Copy the listing below from the line with "For this evaluation, spot every instance of the wall mirror" through the end, keeping the requests and reducing every coordinate in the answers by 115. Return only those lines, without the pictures.

*Material*
####
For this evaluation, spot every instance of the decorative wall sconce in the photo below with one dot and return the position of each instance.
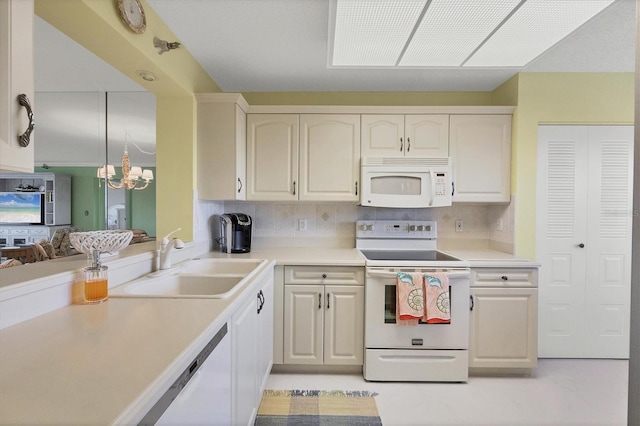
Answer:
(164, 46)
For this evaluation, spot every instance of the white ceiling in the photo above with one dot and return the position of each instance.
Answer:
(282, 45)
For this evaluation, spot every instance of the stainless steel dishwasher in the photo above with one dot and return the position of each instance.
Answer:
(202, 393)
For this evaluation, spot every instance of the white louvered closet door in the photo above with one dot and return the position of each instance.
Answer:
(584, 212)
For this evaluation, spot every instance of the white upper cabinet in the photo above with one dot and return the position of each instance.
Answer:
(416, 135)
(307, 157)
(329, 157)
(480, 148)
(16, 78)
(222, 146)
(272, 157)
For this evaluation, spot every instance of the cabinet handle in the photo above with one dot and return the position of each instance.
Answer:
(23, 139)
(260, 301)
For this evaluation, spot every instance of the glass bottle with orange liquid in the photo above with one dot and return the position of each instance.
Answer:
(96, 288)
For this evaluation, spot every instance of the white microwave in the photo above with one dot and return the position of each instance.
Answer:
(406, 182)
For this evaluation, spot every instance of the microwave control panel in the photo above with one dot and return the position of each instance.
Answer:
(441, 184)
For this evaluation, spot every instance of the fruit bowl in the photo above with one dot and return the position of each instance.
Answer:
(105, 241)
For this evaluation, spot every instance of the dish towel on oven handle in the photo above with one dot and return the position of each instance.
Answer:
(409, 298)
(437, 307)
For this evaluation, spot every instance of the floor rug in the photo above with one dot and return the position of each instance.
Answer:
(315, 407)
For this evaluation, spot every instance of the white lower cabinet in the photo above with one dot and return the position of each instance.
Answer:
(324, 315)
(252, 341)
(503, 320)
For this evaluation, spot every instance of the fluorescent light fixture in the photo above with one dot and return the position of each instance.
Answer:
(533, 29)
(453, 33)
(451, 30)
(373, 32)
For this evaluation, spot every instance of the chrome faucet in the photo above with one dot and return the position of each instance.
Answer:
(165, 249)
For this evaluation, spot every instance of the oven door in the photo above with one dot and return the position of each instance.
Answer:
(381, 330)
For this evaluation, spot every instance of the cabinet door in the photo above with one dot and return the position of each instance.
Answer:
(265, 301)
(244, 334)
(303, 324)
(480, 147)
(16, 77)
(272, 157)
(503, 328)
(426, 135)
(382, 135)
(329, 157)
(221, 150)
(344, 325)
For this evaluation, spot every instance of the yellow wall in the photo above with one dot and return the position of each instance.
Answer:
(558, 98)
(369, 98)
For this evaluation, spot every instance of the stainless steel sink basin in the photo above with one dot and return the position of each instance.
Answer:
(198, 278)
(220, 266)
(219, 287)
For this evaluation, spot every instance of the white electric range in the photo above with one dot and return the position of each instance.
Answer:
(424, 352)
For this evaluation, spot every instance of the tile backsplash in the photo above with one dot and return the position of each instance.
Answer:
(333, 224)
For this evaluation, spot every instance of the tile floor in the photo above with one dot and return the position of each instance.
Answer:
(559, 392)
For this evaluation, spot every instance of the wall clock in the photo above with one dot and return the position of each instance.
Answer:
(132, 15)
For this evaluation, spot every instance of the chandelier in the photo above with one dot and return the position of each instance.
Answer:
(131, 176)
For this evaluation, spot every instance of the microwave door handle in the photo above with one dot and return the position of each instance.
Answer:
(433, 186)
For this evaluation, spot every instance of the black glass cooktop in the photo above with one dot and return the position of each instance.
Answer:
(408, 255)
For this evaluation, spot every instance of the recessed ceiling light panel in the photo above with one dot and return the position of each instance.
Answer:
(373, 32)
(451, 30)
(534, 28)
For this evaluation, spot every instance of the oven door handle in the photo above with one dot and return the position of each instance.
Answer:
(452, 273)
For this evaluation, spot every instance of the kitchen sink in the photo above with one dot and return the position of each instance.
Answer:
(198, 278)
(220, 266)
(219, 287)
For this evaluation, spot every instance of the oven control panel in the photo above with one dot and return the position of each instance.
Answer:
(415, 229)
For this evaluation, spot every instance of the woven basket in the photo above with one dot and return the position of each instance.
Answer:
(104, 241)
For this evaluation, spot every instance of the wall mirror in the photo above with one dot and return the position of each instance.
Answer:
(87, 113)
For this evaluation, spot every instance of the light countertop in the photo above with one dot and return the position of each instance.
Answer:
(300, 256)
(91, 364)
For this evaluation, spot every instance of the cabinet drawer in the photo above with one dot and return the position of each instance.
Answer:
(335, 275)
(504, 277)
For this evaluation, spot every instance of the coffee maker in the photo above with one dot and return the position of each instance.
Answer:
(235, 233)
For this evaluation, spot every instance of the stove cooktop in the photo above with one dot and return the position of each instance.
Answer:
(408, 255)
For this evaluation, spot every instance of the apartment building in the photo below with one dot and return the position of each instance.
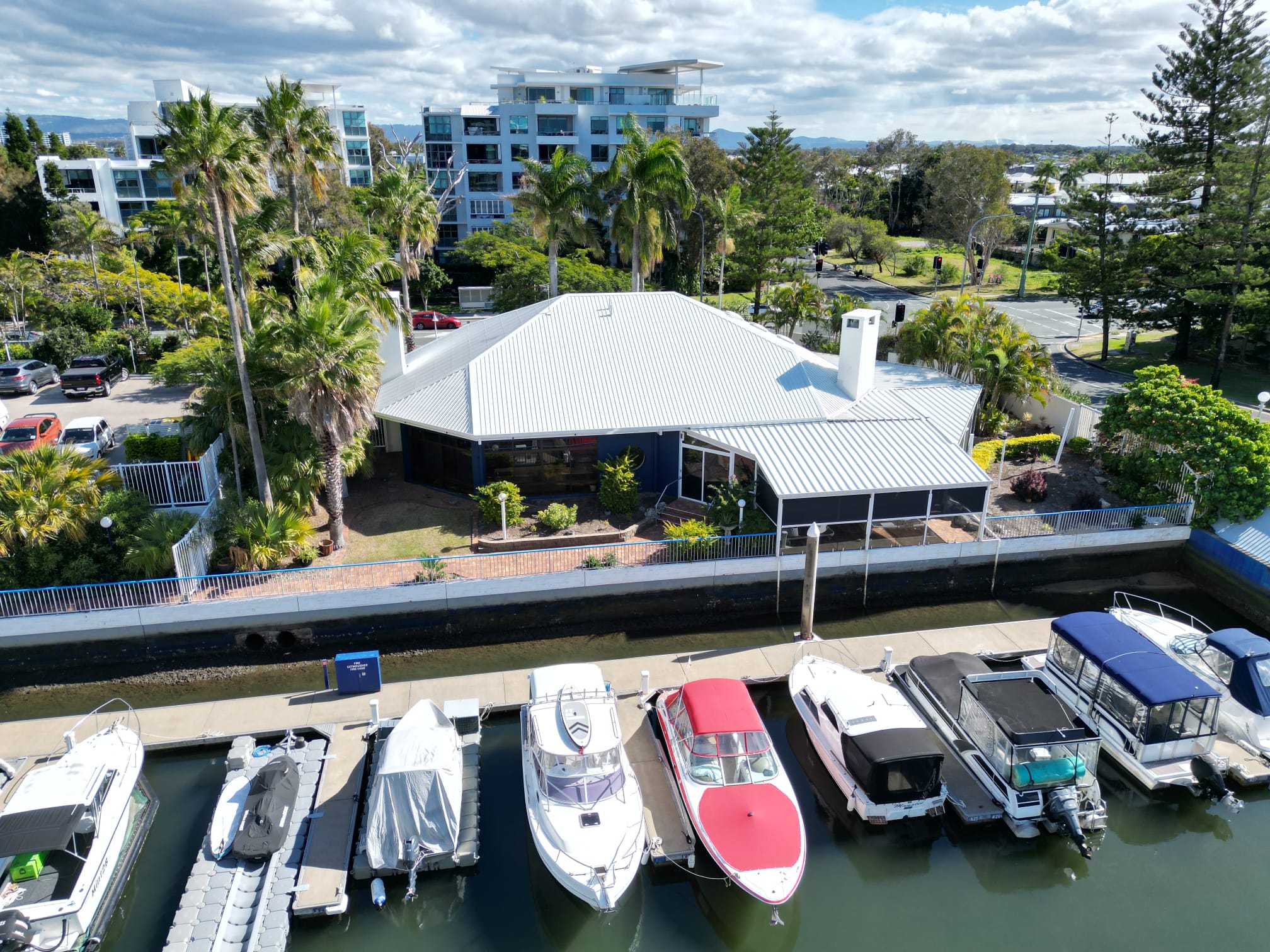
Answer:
####
*Result of this task*
For this evaluation, spot every instance of the wall mirror in the photo above with one dot and return the position of each instance.
Answer:
(-28, -2)
For this evaluation, spot every instance of the light countertop in the photo above with one dot and return the position of each instance.
Answer:
(185, 141)
(-24, 249)
For this evaluation, spot every instance of the cabinet drawer in the photo above with one dot and return the position of each instance.
Answer:
(220, 160)
(389, 162)
For this evaluation, spot every instance of the coffee maker in the photo above with one dot and return the position of each instance.
Answer:
(120, 118)
For this evaluation, spot every instance of the stove cooktop in the photo above with one dot and return the position of each instance.
Answer:
(293, 140)
For this evaluation, spot every instance of the apartment building in the photo below with one dot and return the position of each instance.
Answer:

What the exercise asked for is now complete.